(Excerpt from a dataset)
────────────────────
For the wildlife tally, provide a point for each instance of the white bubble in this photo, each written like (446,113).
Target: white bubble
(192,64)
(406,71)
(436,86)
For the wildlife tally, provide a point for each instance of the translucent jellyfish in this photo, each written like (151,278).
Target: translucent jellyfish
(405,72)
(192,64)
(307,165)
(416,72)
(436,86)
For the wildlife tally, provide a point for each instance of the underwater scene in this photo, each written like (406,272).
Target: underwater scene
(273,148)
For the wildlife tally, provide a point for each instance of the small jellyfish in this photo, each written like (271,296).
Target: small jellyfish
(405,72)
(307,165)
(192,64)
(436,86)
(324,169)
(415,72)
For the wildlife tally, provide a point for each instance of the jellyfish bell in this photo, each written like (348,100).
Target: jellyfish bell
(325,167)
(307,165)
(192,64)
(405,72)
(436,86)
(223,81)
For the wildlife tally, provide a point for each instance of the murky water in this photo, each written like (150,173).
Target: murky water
────────────────────
▸ **Prompt**
Can you rewrite all of the items above with "wildlife tally" replaced by "species count" and everything else left the same?

▸ **Problem solution**
For the species count, provide a point for each instance of the white bubble in this photo, each written like (446,113).
Target: white bubble
(192,64)
(406,71)
(436,86)
For the species count, provide a point for each instance of the translucent jellyfish in this photo, each written like (151,278).
Target: translucent jellyfish
(405,72)
(192,64)
(307,165)
(416,72)
(436,86)
For the species count, provide a point for each instance of the underwater scene in this photo, each written like (406,272).
Target: underwater scene
(273,148)
For the species count, provide a point for each instance of the small jellyfish in this photo, each written like (271,296).
Target: small jellyfish
(405,72)
(307,165)
(192,64)
(436,86)
(324,169)
(415,72)
For the species count, provide a point for each instance of the jellyfish bell in this photo, each written like (348,100).
Target: jellyfish bell
(325,167)
(307,165)
(192,64)
(405,72)
(436,86)
(223,81)
For the species count, provide a point for each instance of the murky water in this photo, each written like (150,173).
Target: murky water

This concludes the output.